Given entries section start

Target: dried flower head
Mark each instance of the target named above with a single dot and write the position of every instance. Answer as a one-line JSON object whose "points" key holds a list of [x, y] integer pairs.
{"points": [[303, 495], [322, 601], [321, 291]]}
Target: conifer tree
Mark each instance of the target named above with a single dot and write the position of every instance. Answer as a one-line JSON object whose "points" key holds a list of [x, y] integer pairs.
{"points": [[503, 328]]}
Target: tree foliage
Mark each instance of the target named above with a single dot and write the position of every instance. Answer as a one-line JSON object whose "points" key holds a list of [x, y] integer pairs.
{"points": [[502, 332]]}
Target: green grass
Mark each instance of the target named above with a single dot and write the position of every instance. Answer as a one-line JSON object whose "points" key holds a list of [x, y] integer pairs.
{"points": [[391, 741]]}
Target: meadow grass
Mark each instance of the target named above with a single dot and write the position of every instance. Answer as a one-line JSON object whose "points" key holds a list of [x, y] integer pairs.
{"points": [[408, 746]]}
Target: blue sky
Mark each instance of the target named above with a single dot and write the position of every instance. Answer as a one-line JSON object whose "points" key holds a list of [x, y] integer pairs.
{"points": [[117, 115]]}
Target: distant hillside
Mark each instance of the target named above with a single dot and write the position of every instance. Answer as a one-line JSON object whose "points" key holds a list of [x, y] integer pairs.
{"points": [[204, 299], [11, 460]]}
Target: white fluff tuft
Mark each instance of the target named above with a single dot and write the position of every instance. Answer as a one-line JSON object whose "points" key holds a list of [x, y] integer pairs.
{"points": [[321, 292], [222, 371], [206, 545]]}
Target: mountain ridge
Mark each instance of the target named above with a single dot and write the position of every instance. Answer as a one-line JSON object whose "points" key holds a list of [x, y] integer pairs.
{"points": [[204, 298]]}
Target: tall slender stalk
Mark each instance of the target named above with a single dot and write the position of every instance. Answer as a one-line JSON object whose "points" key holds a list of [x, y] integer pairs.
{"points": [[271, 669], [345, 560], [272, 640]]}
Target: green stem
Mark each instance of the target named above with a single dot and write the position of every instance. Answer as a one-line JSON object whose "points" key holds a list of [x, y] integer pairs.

Given entries section end

*Required action*:
Please output the records once more, exactly as they were written.

*Exercise solution*:
Target: dried flower head
Mark each instance of the target named above with a single dot and write the position of every instance. Answer as a one-line JSON object whose "points" key holds a list of [x, y] integer pairs.
{"points": [[303, 495], [322, 601], [321, 291]]}
Target: conifer tree
Mark each instance of the target named above with a single dot and write the position of every instance. Answer as a one-line JSON object whose "points" key holds a list of [x, y] integer pairs.
{"points": [[503, 328]]}
Target: tree foliage
Mark each instance of the target named above with a single dot and write the position of every instance. Answer as a one-line JSON object whose "points" key holds a list of [x, y] integer pairs.
{"points": [[502, 332]]}
Target: green grass
Mark each instance of the target named above with a single dot and write the position of every instance. Answer as a one-line JSON object whose "points" key holds a list of [x, y] integer pairs.
{"points": [[391, 741]]}
Target: meadow grass
Mark each instance of the target named above with a single dot and write the position of every instance. Answer as a one-line JSON object whose "points" key holds a list of [x, y] integer pairs.
{"points": [[408, 746]]}
Target: blue sky
Mark each instance of the target named above with a single dot and write the position of every instance. Answer as a one-line JSON object whose "points" key holds a list of [x, y] integer pairs.
{"points": [[117, 115]]}
Target: distant hillside
Mark each instance of the target named above with a single dot and write the position of every instance. Answer as a one-line JSON object whose "points" key holds a list of [x, y] integer pairs.
{"points": [[204, 299], [11, 460]]}
Target: white fluff tuft
Mark each instance of the target named above with a single dot and write the position of every instance. Answer as a one-line JSON object whose "points" key holds a list of [x, y] integer pairs.
{"points": [[321, 292], [222, 371], [206, 545]]}
Target: mountain ridge
Mark each instance of the target named above with a single dot and write the position of every instance. Answer as a one-line JSON object whose "points" key holds a list of [x, y] integer pairs.
{"points": [[204, 298]]}
Target: tall slender stalk
Mark each instance of the target named above with a single dot and write the position of every instance. Answer as a one-line JSON object whose "points" key holds a list of [x, y] integer pairs.
{"points": [[271, 669], [345, 560], [272, 640]]}
Target: green stem
Mark each instance of the target named above with a single dot and write the position of every instance. Answer as a one-line JSON object whose "points" key holds a list of [x, y] integer pairs.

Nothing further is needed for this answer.